Which lines in the items below contain the string "skyline"? Return every one of them in full, treating uppercase and lowercase as different.

— BEGIN Data shown —

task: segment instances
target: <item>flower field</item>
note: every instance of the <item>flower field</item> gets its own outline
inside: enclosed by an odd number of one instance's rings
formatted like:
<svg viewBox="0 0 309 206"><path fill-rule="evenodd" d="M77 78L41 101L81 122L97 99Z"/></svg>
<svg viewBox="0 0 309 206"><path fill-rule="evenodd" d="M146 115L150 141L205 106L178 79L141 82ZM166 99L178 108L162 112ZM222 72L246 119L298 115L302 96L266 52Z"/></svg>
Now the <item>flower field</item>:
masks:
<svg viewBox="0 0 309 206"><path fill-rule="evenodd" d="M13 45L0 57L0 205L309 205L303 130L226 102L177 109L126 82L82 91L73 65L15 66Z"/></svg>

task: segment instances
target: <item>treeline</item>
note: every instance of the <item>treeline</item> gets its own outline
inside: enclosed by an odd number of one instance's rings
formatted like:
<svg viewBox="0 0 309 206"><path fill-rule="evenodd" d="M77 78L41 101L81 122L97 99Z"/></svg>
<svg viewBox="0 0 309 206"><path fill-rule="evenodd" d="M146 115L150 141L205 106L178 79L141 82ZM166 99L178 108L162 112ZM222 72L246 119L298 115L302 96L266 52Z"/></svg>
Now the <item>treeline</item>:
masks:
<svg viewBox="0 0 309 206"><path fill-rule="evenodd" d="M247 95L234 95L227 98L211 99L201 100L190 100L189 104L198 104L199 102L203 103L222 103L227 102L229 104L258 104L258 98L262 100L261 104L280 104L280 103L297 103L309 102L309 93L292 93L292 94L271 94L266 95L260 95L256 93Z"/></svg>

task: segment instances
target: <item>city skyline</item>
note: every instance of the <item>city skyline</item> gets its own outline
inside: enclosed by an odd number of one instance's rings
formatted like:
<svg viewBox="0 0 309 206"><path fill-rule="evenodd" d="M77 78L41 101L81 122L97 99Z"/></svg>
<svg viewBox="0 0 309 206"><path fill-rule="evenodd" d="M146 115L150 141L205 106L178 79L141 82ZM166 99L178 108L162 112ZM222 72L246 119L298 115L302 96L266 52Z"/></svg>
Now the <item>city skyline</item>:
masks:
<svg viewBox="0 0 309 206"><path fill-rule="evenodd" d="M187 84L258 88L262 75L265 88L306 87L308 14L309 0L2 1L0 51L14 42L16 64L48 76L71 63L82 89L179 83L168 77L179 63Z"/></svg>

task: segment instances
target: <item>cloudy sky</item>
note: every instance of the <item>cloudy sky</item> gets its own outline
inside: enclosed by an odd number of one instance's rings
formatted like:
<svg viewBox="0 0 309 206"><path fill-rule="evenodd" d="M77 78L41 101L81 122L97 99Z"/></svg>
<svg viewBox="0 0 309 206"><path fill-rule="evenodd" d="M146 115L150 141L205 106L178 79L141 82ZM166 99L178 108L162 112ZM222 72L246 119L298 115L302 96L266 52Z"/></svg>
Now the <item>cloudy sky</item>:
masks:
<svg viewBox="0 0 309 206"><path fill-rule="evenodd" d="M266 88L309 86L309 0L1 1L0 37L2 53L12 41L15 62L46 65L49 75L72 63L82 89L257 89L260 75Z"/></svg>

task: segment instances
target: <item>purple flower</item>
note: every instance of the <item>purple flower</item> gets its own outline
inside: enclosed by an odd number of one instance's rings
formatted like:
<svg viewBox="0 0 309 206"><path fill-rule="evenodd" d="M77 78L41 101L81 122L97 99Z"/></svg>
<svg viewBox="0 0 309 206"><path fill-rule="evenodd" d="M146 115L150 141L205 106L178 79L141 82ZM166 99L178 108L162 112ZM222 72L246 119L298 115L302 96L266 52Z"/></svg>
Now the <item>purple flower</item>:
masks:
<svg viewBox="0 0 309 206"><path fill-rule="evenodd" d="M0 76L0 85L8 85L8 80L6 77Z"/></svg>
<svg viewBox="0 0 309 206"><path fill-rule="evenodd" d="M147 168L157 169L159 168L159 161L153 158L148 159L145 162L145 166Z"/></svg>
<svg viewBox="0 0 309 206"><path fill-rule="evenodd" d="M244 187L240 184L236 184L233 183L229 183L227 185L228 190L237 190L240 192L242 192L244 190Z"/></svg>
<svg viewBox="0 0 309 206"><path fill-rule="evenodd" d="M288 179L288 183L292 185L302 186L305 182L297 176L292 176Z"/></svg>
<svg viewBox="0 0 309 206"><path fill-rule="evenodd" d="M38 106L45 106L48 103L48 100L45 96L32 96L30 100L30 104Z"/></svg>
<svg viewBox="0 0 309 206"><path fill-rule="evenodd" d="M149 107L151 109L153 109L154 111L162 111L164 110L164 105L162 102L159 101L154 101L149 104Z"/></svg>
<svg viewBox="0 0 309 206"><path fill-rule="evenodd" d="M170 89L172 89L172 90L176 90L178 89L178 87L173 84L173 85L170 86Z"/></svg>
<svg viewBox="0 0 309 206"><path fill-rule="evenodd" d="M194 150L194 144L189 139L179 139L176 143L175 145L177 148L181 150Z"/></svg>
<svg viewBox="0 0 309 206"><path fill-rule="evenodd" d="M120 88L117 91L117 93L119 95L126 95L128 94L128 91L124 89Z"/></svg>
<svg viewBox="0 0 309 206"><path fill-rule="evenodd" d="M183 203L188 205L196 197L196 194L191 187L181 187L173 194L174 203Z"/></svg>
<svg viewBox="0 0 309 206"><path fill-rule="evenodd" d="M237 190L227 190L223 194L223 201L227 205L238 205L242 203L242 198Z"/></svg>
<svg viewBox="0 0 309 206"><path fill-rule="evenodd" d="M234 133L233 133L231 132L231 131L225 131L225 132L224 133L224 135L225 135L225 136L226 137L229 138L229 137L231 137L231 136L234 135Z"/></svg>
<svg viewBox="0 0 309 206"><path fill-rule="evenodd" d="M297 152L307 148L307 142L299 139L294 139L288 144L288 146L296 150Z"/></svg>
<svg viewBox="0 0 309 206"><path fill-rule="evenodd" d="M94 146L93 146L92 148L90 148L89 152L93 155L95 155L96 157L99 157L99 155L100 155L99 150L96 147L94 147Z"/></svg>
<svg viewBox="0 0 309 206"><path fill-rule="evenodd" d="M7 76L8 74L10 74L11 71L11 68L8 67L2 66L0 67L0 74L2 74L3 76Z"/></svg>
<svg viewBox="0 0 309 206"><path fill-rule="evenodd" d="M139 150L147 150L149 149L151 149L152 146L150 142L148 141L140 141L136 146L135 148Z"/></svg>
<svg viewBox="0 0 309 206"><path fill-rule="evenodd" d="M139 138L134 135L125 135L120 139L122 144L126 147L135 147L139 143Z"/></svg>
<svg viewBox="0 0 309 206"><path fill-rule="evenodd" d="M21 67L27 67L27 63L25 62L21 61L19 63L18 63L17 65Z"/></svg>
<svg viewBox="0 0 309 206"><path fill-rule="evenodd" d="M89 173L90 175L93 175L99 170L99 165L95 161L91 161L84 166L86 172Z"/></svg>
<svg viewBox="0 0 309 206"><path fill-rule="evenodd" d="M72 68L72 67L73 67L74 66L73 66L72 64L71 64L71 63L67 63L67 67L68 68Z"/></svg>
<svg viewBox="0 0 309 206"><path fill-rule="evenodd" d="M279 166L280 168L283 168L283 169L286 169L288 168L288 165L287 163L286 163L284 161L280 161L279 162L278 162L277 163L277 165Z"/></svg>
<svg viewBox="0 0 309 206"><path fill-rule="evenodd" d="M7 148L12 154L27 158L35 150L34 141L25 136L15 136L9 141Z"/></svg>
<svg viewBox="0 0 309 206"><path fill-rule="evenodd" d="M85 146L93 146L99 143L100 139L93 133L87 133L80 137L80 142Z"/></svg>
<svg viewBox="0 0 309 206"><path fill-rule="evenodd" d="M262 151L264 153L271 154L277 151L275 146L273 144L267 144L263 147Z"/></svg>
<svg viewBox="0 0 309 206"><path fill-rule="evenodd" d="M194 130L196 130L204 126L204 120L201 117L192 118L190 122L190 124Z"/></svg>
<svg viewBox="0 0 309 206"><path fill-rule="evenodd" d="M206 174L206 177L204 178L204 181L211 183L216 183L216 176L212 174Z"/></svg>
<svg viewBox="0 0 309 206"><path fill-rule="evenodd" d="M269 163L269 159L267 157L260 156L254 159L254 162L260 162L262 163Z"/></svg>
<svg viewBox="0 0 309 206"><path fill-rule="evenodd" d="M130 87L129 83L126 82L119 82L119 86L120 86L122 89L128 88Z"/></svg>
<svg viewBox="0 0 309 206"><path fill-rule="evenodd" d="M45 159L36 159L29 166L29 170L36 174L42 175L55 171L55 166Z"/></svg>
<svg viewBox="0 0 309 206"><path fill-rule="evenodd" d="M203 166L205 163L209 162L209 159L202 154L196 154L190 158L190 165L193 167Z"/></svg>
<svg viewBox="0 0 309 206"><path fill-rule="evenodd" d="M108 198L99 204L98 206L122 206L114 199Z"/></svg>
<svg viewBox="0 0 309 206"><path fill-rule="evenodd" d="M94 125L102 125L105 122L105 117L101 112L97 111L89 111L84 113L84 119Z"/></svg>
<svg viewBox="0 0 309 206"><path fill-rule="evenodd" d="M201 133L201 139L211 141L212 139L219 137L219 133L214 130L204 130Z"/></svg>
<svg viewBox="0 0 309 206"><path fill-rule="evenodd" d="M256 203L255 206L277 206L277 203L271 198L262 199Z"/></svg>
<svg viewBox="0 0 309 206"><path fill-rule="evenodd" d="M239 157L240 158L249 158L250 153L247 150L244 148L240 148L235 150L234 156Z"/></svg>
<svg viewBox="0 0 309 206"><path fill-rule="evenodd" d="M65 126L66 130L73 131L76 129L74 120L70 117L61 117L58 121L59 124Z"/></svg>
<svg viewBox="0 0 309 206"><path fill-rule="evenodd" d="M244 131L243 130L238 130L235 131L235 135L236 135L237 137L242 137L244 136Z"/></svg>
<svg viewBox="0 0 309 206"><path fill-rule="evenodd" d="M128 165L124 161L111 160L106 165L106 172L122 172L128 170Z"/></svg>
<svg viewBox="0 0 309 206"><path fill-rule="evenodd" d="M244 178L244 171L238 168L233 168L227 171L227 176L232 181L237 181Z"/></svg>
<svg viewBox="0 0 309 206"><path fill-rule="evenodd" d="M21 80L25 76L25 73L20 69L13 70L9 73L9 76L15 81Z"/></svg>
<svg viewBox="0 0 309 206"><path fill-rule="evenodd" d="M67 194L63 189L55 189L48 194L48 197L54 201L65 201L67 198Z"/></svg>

— END Data shown —

→ **Answer to the exercise**
target: <item>city skyline</item>
note: every instance of the <item>city skyline</item> gets its own outline
Now the <item>city skyline</item>:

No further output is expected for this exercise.